§ WHAT THE EXERCISE ASKS
List the lines of the records between the line holding "white building facade" and the line holding "[[[37,439],[46,435],[46,392],[34,392],[34,435]]]", inclusive, as a numbered list, omitting blank lines.

§ SUPPLIED RECORDS
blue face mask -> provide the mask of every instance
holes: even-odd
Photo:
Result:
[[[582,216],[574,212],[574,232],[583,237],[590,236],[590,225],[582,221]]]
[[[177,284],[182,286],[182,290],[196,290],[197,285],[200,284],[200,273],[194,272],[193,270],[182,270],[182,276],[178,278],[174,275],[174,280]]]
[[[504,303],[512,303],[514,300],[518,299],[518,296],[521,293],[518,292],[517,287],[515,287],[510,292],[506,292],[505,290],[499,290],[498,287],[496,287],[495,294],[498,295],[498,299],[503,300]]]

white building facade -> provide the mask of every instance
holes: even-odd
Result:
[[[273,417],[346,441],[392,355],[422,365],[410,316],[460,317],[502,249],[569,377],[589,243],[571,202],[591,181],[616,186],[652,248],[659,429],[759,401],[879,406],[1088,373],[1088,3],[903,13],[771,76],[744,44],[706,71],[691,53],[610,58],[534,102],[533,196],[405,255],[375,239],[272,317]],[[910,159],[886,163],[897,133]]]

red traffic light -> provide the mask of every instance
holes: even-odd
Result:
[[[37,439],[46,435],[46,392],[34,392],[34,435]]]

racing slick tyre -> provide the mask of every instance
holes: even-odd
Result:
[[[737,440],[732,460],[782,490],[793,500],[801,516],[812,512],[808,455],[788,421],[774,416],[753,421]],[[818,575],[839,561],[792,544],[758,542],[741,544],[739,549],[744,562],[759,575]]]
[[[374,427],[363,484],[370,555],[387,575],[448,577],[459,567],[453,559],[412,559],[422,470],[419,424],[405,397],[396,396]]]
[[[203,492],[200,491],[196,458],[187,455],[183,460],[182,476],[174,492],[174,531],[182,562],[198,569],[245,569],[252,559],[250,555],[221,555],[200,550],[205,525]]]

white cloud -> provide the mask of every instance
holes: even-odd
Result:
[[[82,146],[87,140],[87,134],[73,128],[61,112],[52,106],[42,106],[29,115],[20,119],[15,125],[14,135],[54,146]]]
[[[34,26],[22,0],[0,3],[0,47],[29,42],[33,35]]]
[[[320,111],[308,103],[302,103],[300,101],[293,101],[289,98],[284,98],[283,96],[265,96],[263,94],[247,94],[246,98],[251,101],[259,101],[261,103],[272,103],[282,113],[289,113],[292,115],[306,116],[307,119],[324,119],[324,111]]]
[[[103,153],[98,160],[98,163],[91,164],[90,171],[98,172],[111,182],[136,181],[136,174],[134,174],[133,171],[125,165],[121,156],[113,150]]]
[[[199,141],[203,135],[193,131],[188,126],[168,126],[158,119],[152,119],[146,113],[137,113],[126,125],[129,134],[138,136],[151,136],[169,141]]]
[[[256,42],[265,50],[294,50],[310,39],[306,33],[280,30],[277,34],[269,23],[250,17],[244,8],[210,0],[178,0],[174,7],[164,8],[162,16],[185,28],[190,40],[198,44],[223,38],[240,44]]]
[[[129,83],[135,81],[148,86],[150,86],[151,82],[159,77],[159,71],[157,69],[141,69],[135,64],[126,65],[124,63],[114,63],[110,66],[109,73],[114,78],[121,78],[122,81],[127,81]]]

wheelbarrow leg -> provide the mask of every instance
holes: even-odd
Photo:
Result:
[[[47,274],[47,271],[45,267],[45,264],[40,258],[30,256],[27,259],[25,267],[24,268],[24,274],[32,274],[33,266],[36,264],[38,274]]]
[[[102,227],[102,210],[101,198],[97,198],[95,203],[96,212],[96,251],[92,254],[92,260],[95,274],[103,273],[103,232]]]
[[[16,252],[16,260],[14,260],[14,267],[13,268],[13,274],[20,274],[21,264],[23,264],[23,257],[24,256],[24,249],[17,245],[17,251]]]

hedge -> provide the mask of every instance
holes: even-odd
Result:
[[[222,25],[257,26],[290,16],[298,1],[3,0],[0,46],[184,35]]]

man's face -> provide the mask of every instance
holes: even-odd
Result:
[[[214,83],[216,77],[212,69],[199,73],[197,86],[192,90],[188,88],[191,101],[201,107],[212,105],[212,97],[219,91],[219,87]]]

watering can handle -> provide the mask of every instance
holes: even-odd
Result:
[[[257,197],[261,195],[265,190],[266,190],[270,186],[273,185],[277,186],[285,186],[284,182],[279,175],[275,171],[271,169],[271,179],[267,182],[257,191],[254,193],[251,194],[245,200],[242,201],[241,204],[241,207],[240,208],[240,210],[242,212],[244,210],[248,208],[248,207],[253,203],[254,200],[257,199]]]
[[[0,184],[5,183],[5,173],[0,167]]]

§ FULL ANSWER
1. white building facade -> provide the mask of every instance
2. holes: even-odd
3. Result:
4. [[[273,417],[346,441],[392,355],[422,365],[410,316],[460,317],[502,249],[569,377],[589,243],[571,202],[591,181],[616,186],[652,248],[659,429],[759,401],[879,406],[1088,373],[1088,3],[903,13],[771,76],[744,44],[706,71],[691,53],[610,58],[534,102],[533,196],[405,255],[375,239],[272,317]],[[910,159],[886,163],[897,133]]]
5. red traffic light -> provide the mask of every instance
6. holes: even-odd
7. Result:
8. [[[37,439],[46,435],[46,392],[34,392],[34,435]]]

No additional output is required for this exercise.